**Bagian Dokumen**.
· · · · ·
Jumat, 31 Januari 2014

STRATEGI TERORIS INDONESIA


STRATEGI TERORIS


Aksi terorisme bertujuan untuk mengambil alih kekuasaan dan menegakkan Daulah Islam. Strategi yang dilakukan adalah sebagai berikut:

1.  Kelompok teroris melakukan aksi perampokan (fa’i) untuk membiayai operasional organisasinya dan membangun militer yang kuat dengan pelatihan  dan pembelian senjata api.

2. Melakukan aksi terorisme dengan peledakan bom dan pembunuhan diam-diam terhadap sasaran selektif.

3. Aksi terorisme diharapkan menjadikan masyarakat panik dan timbul kekacauan atau konflik (chaos) seperti di Ambon, Maluku Utara dan Poso.

4. Melakukan gerilya melakukan serangan terhadap pos polisi / militer. Serangan tersebut dimaksudkan untuk menimbulkan deligitimasi wibawa pemerintah, sehingga mereka dapat terus melakukan rekrutmen anggota yang lebih luas dan dapat menarik dukungan publik.

5. Melakukan gerilya kota dan hutan, serangan teror makin insentif seperti yang terjadi di irak, Afganistan dan Pakistan.

6. Menarik jaringan internasional masuk jihad di Indonesia

7. Mengambil  alih kekuasaan dan tegakkan Daulah Islam.


KELOMPOK PELAKU TERORIS


Kelompok pelaku terorisme di Indonesia dapat dikelompokkan menjadi tiga, yaitu :

1.  Gerakan Separatis (Gerakan Aceh Merdeka /GAM)

Tujuan serangan yang dilakukan untuk menimbulkan kekacauan dan menyebabkan ketidakstabilan NKRI.

Targetnya adalah bangunan pemerintah, instalasi-instalasi penting, wilayah umum dan pusat belanja.
· · · · ·
Entri yang termuat dalam set data
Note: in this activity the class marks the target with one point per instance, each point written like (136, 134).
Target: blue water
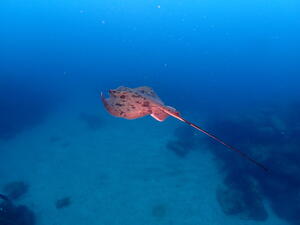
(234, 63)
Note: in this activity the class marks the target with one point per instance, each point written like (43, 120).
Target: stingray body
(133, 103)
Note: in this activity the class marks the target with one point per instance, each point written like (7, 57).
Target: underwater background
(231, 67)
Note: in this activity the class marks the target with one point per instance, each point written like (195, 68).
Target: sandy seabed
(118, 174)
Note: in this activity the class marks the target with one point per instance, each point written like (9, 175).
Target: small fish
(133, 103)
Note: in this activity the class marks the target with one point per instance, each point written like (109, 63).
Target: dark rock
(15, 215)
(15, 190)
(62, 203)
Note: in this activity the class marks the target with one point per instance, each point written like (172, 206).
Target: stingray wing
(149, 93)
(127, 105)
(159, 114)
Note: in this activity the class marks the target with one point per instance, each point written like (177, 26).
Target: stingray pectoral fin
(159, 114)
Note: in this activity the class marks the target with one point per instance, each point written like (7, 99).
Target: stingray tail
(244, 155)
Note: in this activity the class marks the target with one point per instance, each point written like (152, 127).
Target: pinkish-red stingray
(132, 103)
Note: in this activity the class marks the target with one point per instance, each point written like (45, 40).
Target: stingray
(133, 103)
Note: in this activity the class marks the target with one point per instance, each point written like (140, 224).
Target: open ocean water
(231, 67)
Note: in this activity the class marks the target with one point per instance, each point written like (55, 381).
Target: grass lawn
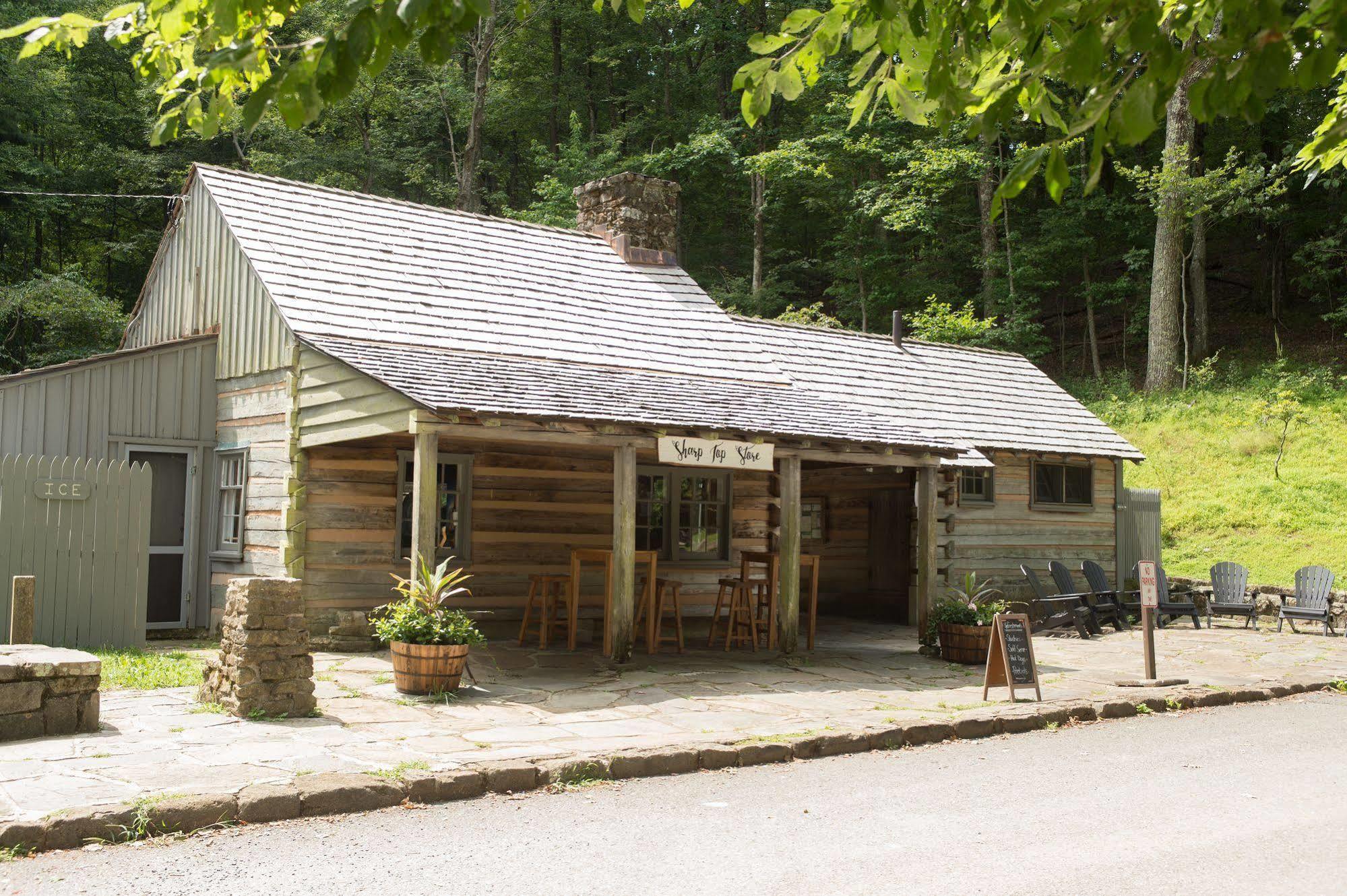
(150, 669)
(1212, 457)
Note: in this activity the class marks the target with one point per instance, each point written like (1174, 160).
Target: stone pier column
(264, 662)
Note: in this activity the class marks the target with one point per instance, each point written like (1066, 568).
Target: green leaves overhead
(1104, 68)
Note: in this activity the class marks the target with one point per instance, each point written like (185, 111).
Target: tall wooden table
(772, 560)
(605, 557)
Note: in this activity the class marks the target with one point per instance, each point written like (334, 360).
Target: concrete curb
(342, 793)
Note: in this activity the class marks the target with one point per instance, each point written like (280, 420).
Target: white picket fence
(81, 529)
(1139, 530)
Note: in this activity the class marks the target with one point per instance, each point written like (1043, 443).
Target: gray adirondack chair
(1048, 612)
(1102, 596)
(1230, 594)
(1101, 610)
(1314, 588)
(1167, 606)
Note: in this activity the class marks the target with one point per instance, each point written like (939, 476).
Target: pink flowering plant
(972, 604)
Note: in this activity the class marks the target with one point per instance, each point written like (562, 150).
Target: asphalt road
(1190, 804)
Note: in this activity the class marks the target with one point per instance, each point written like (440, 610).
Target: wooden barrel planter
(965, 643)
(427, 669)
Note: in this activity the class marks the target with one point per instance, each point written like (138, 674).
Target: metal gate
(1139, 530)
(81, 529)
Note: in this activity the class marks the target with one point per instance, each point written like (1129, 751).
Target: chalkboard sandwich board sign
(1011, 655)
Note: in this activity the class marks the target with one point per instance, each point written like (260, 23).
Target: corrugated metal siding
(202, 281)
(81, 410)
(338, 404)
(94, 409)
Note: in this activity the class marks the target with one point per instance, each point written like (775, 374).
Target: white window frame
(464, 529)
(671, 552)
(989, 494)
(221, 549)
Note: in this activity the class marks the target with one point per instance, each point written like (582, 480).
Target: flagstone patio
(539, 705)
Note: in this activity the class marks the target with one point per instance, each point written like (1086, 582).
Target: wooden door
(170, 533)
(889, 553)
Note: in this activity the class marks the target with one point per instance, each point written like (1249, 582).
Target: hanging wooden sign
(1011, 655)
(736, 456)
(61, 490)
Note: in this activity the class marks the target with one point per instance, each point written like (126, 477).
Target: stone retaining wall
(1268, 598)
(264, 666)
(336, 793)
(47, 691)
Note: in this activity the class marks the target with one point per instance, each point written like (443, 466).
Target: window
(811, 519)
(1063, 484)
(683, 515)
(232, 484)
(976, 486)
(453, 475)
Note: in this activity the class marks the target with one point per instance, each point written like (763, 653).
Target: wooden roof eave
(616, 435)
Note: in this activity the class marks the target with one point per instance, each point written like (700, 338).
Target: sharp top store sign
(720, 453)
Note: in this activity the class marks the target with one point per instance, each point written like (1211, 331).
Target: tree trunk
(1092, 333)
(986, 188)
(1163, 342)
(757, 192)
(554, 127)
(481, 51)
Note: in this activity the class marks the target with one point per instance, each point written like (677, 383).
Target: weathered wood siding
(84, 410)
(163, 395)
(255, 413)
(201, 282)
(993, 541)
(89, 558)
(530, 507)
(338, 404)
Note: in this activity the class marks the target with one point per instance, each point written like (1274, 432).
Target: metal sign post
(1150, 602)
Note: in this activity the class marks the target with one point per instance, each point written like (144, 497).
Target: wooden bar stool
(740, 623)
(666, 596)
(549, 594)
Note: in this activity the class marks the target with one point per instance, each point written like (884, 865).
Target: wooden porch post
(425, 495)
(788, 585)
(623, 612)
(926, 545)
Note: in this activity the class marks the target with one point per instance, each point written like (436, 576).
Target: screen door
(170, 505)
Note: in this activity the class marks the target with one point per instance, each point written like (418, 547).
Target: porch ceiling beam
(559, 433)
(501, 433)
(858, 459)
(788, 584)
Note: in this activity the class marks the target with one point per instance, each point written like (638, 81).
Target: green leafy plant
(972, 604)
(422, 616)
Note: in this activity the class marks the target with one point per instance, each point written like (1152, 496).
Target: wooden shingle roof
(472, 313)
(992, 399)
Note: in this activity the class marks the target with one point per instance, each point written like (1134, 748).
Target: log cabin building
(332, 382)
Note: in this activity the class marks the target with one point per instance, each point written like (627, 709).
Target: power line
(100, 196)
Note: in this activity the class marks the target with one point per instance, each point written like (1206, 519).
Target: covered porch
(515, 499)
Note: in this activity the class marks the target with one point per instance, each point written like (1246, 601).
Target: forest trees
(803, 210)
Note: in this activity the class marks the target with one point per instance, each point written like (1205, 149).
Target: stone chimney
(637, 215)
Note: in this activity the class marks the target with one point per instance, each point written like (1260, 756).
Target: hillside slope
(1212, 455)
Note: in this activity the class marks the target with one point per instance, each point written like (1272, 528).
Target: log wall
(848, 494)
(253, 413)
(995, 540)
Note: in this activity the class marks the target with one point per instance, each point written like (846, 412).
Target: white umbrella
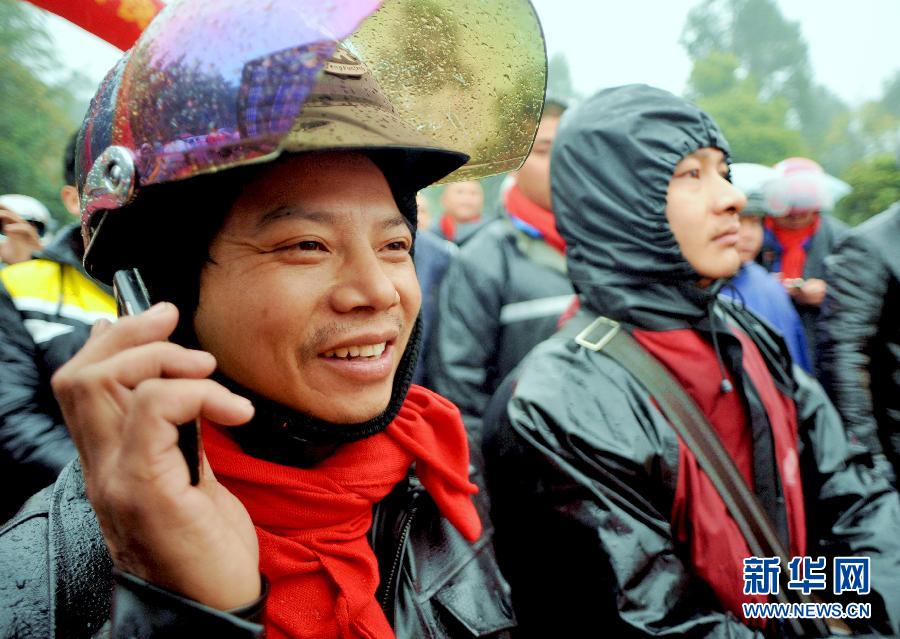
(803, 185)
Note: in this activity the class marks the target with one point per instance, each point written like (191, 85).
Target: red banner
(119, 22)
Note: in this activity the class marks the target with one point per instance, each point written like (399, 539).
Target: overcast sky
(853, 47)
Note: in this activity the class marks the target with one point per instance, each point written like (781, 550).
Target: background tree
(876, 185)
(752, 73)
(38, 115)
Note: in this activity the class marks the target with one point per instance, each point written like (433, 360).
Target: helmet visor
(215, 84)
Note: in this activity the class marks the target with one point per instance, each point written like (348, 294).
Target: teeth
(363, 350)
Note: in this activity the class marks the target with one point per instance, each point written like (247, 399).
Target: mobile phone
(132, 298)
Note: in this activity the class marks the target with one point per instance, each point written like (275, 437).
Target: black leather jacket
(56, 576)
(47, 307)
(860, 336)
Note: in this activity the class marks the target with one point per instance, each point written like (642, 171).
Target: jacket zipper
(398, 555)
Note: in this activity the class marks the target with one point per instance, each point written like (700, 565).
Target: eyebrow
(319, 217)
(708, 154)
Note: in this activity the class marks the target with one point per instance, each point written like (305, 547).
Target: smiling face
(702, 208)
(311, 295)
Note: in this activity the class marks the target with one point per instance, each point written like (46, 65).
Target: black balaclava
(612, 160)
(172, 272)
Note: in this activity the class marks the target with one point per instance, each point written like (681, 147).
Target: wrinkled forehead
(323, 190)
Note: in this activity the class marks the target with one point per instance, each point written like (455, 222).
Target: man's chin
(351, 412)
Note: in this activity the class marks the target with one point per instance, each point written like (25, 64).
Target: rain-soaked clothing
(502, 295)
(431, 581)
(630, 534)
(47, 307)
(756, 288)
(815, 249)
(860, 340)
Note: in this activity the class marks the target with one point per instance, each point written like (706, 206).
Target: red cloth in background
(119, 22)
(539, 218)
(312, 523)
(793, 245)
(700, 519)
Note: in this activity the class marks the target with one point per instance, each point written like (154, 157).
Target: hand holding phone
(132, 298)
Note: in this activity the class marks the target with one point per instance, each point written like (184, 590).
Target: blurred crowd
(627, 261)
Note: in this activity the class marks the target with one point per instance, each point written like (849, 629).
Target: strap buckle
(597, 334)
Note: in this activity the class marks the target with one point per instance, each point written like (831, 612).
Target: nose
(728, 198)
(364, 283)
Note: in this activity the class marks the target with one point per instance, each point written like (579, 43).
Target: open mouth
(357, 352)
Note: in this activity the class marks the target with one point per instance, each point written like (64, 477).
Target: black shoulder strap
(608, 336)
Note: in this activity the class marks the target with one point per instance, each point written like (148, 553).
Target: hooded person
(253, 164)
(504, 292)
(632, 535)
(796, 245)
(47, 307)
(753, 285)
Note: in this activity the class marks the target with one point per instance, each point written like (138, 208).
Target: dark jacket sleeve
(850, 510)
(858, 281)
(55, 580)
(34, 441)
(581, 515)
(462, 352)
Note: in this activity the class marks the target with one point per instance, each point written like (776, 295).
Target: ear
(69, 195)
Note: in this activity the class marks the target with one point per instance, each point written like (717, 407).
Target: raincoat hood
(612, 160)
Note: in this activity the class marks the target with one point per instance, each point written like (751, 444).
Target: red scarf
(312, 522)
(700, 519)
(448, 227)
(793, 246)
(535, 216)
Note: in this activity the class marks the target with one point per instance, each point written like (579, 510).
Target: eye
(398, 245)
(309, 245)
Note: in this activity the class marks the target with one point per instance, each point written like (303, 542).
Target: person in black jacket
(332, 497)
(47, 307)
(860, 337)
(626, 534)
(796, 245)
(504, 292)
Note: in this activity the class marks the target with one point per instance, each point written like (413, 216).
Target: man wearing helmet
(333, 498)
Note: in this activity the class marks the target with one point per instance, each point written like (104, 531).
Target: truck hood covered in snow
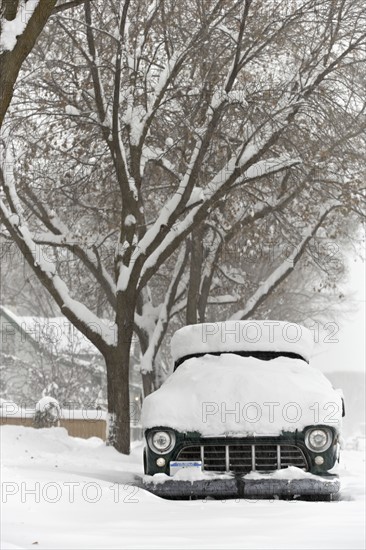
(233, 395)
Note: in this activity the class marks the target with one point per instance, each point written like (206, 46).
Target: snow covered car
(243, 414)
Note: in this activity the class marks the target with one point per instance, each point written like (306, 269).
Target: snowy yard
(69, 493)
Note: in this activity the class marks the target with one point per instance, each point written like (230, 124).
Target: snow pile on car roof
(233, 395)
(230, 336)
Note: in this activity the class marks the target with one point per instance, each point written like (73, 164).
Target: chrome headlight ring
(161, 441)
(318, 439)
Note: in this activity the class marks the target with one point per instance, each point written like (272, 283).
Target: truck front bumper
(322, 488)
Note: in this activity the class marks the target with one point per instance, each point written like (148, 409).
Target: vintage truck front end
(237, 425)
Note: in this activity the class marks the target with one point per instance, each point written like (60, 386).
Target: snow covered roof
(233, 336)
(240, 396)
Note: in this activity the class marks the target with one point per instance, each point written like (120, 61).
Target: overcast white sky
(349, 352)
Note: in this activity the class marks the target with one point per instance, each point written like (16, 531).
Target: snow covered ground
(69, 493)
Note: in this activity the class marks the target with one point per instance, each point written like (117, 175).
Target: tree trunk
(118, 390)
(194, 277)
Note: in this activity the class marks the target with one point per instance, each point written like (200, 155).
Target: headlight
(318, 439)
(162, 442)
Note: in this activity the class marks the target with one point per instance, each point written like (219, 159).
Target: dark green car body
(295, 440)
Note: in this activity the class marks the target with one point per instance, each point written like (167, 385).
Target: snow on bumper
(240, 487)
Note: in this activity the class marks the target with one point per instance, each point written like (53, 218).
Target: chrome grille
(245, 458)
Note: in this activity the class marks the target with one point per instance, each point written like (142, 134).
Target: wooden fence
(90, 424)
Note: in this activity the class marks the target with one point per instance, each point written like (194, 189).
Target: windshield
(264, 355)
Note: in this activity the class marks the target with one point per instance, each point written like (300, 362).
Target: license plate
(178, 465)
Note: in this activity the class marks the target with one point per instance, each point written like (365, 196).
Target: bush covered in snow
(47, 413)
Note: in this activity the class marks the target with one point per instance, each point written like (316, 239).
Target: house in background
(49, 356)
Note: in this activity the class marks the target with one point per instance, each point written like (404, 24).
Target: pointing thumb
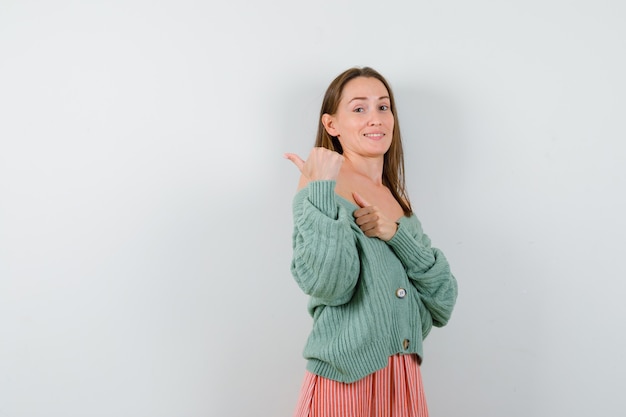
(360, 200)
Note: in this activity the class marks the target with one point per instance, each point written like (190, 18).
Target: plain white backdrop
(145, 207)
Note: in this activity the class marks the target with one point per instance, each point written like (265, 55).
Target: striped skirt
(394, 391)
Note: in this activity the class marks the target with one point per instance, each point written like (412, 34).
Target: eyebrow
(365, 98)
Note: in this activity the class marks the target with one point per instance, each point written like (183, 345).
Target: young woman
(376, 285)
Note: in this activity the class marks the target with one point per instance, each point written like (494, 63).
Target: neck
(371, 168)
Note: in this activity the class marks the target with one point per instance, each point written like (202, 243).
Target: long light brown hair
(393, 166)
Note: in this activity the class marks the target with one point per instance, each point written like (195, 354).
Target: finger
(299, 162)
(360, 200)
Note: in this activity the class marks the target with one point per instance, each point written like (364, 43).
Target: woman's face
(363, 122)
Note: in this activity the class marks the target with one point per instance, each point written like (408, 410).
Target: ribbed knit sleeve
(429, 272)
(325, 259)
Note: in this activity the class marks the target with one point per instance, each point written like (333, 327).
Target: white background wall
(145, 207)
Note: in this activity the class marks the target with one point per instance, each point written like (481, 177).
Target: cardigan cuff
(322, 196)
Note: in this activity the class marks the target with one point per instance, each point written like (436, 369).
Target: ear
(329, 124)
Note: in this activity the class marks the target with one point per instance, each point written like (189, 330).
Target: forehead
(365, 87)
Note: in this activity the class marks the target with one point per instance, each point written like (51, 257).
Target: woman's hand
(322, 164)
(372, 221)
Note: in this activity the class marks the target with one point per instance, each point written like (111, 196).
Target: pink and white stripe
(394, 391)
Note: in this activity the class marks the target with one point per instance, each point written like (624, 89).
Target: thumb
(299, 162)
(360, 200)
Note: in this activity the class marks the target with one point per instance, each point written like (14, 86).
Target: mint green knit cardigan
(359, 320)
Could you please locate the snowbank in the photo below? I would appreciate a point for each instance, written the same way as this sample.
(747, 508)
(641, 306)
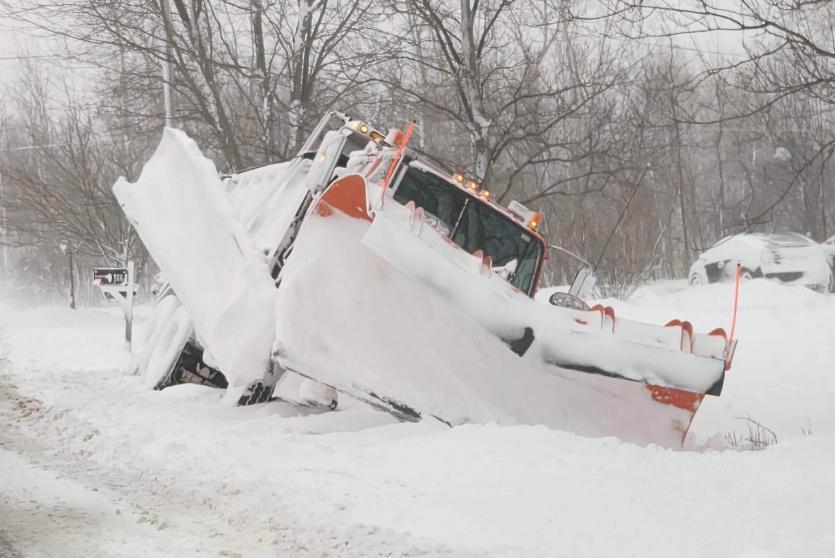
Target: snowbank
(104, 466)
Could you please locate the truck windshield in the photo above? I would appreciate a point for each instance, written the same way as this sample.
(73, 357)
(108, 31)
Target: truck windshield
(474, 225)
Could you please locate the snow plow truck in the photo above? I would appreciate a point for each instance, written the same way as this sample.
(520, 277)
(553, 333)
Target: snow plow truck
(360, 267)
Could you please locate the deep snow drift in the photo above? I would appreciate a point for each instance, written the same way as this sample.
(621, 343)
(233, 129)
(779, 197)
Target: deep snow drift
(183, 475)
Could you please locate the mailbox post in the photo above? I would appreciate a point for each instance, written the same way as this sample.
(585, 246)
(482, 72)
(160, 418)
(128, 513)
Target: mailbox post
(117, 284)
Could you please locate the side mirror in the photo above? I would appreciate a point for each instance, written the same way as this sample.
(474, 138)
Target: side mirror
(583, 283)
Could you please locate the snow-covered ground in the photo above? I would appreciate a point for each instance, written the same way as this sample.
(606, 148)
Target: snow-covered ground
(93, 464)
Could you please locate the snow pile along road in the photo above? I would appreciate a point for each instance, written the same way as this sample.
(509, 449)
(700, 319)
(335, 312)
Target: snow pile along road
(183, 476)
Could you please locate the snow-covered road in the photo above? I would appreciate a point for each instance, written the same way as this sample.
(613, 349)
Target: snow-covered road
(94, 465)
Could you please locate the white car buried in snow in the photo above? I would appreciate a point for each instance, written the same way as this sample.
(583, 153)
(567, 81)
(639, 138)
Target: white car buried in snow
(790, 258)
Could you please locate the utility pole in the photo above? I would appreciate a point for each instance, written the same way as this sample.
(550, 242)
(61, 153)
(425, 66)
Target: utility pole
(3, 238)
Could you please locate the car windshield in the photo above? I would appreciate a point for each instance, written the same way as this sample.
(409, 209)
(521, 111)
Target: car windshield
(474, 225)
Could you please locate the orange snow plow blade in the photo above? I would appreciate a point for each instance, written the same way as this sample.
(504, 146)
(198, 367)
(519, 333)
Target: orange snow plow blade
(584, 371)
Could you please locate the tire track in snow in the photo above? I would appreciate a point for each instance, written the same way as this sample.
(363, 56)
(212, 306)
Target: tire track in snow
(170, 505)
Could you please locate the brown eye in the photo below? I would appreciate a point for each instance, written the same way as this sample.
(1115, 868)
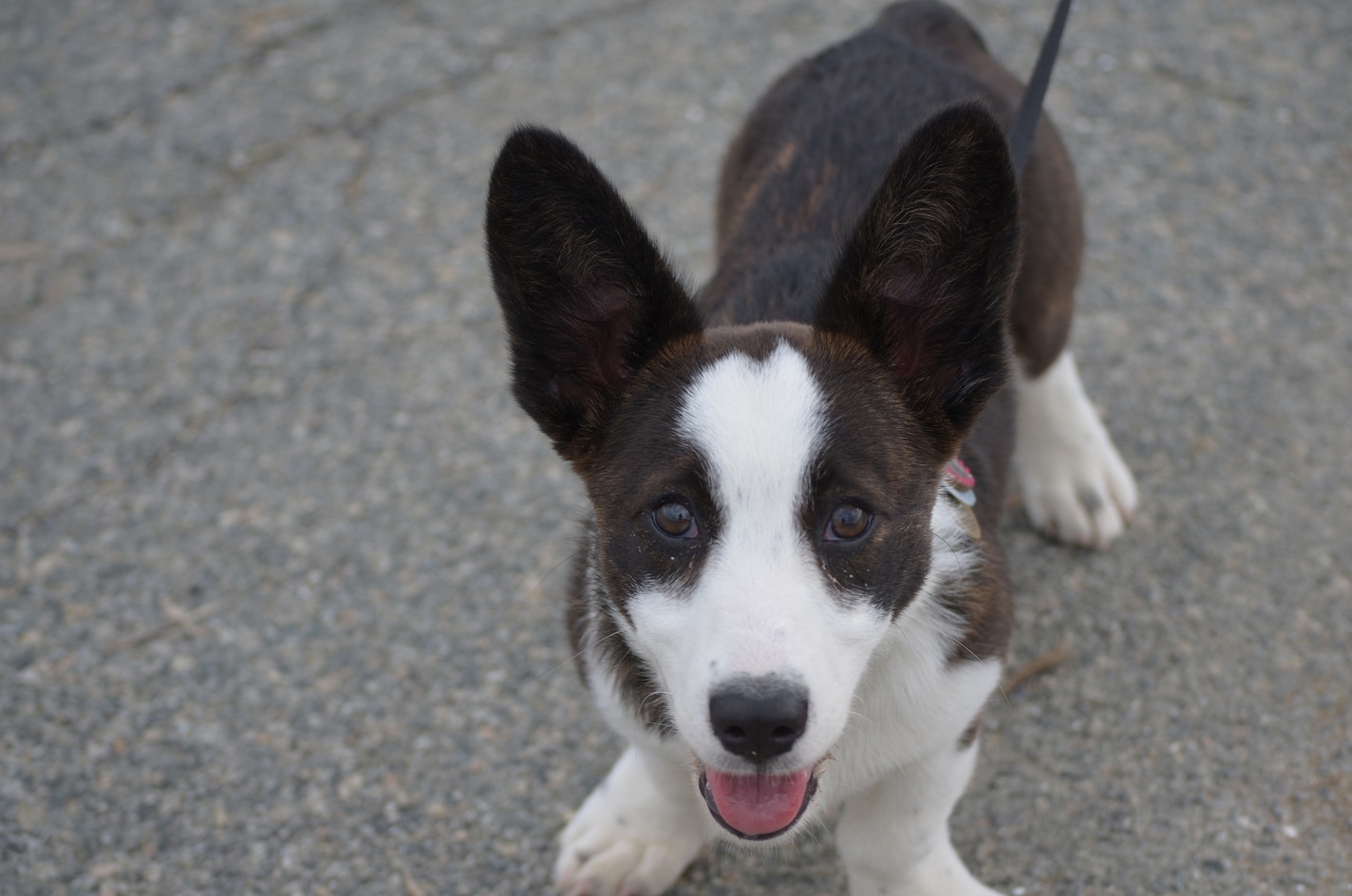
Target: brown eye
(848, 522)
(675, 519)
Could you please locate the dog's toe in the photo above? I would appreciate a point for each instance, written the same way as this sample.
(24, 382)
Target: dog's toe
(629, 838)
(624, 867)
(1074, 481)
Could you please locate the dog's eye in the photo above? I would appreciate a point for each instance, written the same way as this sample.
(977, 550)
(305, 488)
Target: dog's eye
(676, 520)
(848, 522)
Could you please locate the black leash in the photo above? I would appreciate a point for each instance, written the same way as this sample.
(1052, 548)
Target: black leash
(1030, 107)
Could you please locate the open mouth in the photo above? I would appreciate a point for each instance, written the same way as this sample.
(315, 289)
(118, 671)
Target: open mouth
· · · · ·
**Tugas 1**.
Jawablah pertanyaan berikut berdasarkan teks tentang strategi teroris.
(a) Istilah apa yang dicantumkan dalam kurung untuk aksi perampokan kelompok teroris?
(b) Daerah mana saja yang disebut sebagai contoh kekacauan atau konflik?
(c) Apa saja target serangan Gerakan Separatis?
**Tugas 2**.
Tuliskan kembali secara persis bagian teks tentang strategi teroris di antara "6. Menarik jaringan" dan "menyebabkan ketidakstabilan NKRI.", termasuk kedua bagian itu.

**Jawaban 1**.
(a) Fa’i.
(b) Ambon, Maluku Utara, dan Poso.
(c) Bangunan pemerintah, instalasi-instalasi penting, wilayah umum, dan pusat belanja.

**Jawaban 2**.
6. Menarik jaringan internasional masuk jihad di Indonesia

7. Mengambil  alih kekuasaan dan tegakkan Daulah Islam.


KELOMPOK PELAKU TERORIS


Kelompok pelaku terorisme di Indonesia dapat dikelompokkan menjadi tiga, yaitu :

1.  Gerakan Separatis (Gerakan Aceh Merdeka /GAM)

Tujuan serangan yang dilakukan untuk menimbulkan kekacauan dan menyebabkan ketidakstabilan NKRI.